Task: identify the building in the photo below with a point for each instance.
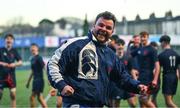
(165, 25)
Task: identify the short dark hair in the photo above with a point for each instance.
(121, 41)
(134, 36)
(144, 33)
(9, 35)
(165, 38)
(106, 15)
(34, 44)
§
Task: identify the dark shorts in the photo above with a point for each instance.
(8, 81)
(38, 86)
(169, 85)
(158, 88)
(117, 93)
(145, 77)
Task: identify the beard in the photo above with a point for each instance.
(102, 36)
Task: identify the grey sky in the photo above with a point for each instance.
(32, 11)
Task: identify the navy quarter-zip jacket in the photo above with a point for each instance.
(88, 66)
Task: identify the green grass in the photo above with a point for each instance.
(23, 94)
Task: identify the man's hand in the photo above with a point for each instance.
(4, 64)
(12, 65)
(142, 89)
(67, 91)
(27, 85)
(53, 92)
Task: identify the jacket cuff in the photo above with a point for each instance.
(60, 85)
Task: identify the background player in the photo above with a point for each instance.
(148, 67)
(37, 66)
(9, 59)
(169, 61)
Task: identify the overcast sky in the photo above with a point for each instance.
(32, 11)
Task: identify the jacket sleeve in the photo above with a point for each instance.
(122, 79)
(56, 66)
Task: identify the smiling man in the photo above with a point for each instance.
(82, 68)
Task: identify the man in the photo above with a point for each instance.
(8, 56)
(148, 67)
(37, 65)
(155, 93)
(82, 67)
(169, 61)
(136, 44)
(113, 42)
§
Work to be completed => Select each line in the items above that contains the string "dark". The match is case-sensitive.

Expected output =>
Task: identify the short dark hair in the photo above with a point for each instance.
Task: identify the dark shorts in the photo above with a point for each instance.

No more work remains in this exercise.